Hello, it’s me… Melissa Corry. I am so excited about this adorable baby quilt tutorial. This easy quilt goes together super fast and throws a little wonky in with the stacked coins concept. The applique is the perfect finish to just cute it up.
Do you have a little bug in your life that needs the Snug as a Bug Quilt? If so, just click on over to Burgundy Buttons where Leah has created an exclusive Snug as a Bug Quilt Kit at a great discounted price! Hurry, supplies are limited.
And of course, if you have any questions you can reach me at happyquiltingmelissa (at) gmail (dot) com. And feel free to stop by my stomping grounds www.happyquiltingmelissa.blogspot.com to see what I am up to. I love visitors. Happy Quilting!!!
2 Oops-a-Daisy Charm Packs by Keiki
1 1/4 Yards Bella Solid White
Heat N Bond cut into 5″ squares.

OBJECTIVE 1: Could you extract everything in the quilt tutorial from "And of course, if" down to "visitors. Happy Quilting!!!", copied word for word?

Detection examples:
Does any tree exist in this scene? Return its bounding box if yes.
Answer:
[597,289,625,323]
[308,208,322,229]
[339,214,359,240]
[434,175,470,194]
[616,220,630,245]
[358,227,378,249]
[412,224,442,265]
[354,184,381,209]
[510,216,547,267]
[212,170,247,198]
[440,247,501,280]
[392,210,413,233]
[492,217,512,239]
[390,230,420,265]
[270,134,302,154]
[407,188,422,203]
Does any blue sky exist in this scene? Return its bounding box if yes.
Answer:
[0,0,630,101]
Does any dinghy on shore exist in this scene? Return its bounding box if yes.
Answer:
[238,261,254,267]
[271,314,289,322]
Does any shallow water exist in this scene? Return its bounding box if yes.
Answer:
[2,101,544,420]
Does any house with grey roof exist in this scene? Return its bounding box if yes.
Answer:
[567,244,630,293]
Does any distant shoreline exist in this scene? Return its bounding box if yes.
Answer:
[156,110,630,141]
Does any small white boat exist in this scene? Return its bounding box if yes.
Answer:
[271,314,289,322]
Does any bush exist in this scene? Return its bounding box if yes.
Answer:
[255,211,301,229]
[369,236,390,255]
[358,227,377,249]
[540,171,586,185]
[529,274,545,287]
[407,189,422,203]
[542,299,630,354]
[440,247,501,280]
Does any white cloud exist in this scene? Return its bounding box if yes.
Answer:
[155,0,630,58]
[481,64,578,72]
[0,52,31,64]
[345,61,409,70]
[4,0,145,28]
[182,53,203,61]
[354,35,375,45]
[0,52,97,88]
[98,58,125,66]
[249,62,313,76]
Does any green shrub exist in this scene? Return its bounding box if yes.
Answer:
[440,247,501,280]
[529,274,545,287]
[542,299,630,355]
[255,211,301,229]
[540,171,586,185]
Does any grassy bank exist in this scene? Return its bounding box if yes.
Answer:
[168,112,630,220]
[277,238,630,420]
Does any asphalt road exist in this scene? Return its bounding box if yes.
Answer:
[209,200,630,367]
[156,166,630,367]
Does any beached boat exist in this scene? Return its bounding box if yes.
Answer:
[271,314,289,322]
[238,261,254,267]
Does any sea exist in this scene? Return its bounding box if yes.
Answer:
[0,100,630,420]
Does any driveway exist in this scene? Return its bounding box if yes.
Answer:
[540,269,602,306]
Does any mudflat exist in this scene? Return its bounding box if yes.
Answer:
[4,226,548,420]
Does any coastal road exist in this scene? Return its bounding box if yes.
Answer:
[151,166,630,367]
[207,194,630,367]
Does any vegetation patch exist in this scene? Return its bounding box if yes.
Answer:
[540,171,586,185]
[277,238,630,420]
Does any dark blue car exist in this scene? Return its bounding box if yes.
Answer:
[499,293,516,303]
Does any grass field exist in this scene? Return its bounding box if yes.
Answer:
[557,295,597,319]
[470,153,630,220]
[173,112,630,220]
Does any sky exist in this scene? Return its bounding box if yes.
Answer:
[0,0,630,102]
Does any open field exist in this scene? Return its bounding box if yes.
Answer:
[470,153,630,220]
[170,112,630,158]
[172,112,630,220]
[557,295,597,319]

OBJECTIVE 2: In the listing, can you edit everything from the line containing "Does any coastal" down to the line containing "[499,293,516,303]" so that "dark blue car" becomes "black car", with all else unchanged? Return only those lines.

EXERCISE OUTPUT 1:
And of course, if you have any questions you can reach me at happyquiltingmelissa (at) gmail (dot) com. And feel free to stop by my stomping grounds www.happyquiltingmelissa.blogspot.com to see what I am up to. I love visitors. Happy Quilting!!!

EXERCISE OUTPUT 2:
Does any coastal road exist in this scene? Return its bounding box if yes.
Answer:
[151,166,630,367]
[207,194,630,367]
Does any vegetation patch exist in this scene? Return its bounding box if yes.
Answer:
[540,171,586,185]
[277,238,630,420]
Does any black car exist in this scene? Return its bounding box if yes.
Answer:
[499,293,516,303]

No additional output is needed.